• Directions
Extend the San Diego news roundup past its final sentence.

We’ve also got more analysis of how much the reforms might save and how the city came up with its numbers. A savings of just a dollar in competitive bidding and retiree health care could trigger a sales tax hike.

• The Watchdog Institute, an investigative reporting outfit spun off from the U-T, is assigning a reporter to cover the local congressional delegation out of Washington D.C. But the U-T has also cut off its financial support of the institute, which has reduced its staff from four to three.

• “Project labor agreements” are crucial to understand if you have an interest in local politics, the salaries of government-funded construction workers, or both. The latest edition of our TV series, San Diego Explained, tackles them.

• The San Diego People Project meets a 34-year-old East County school social worker who has a talkative two-year-old. This will be the only place today where you’ll read the words “Mom, my foot fits in your pocket.”

• Data records
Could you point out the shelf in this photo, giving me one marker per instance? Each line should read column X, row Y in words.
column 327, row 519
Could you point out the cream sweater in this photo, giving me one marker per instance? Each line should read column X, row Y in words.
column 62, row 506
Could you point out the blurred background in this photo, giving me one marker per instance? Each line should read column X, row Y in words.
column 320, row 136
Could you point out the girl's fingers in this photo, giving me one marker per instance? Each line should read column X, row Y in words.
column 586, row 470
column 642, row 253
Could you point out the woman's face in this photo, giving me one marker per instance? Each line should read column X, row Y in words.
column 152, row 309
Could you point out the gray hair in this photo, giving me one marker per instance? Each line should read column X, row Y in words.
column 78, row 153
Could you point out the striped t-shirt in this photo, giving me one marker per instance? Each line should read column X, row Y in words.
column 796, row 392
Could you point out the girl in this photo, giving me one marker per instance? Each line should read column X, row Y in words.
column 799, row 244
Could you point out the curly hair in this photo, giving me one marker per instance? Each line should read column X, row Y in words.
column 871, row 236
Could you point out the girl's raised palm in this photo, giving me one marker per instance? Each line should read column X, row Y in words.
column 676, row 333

...

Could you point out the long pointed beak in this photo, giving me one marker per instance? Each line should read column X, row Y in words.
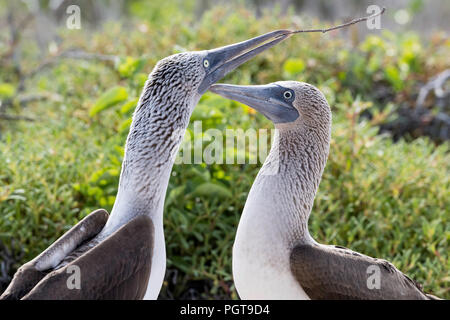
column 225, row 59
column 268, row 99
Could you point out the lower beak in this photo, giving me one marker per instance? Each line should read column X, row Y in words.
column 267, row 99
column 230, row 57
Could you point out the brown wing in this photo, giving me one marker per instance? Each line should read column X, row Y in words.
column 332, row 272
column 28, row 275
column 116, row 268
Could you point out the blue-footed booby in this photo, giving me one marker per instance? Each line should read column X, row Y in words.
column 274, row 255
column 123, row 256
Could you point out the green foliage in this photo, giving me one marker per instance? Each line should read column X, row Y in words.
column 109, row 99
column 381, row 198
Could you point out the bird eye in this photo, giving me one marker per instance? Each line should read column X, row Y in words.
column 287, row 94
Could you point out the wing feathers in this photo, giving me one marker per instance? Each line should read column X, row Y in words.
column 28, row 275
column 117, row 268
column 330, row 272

---

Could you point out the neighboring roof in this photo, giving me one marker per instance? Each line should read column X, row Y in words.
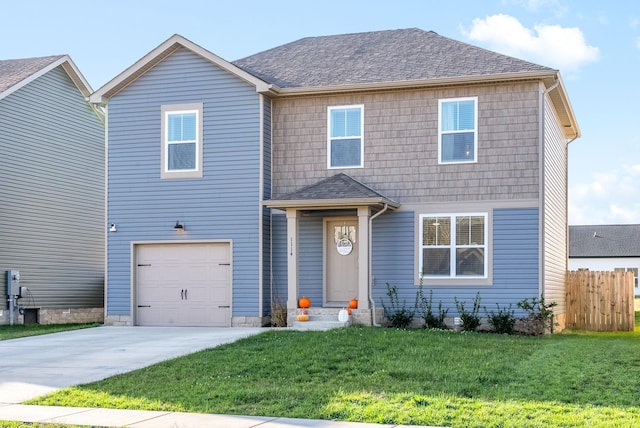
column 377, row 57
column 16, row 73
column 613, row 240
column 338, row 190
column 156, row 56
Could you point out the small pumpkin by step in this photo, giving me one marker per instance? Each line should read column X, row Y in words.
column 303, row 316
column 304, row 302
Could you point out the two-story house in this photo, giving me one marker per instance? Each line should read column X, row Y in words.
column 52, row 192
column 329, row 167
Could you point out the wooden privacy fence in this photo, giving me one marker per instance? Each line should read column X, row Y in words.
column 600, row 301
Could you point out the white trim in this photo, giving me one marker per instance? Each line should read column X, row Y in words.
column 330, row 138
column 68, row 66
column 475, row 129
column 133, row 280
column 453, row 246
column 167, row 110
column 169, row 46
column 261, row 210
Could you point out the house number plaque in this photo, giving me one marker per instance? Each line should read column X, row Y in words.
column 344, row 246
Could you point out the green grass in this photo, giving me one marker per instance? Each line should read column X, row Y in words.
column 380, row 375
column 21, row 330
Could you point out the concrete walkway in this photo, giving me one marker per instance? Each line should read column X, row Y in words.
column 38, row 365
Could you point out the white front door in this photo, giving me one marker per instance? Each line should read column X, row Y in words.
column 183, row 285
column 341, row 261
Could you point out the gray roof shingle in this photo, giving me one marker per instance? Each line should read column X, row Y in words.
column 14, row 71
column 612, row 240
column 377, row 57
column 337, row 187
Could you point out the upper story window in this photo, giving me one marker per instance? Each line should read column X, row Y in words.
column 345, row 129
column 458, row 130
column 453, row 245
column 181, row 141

• Written response
Elsewhere:

• From the Department of Don’t Try This at Home: Two long-shot rivals of incumbent Rep. Duncan D. Hunter (the ex-congressman’s son) have gone gonzo in their attempt to get him to debate them more than once: They’re on a hunger strike. One has only had water, juice and vitamins. They each stopped eating last Thursday. (NCT)

One said in a story published Tuesday that he’s lost 17 pounds and had to have an enema to avoid toxic shock.

The idea for the hunger strike supposedly came from former South Bay Rep. Jim Bates. People can live for many weeks without food.

• Readers are flooding the NCT site with comments after its revelation that almost 250 employees of Oceanside (mostly firefighters and police officers) take home more than $100,000 a year.

• Finally: I asked Morning Report readers yesterday to email me about San Diego lingo for a story I’m working on. You responded with several localisms, including even more rude (and unprintable) nicknames for places in the county.

I also got an email from a former traffic reporter about the local pronunciation lessons that newbies had to learn. They’re not El Cay-john, Poe-why and Coo-ya-macha. Also: Cowles Mountain doesn’t rhyme with chubby dairy denizens. (No, not milkmaids.)

(Just don’t get anyone started on whether it’s Gar-net Avenue — like the gem — or Gar-net, like some locals prefer.)

Send me a note if you’ve got more local lingo. I’ll be here dreaming about the return of my favorite (yet currently absent) San Diego-ism: the “marine layer.”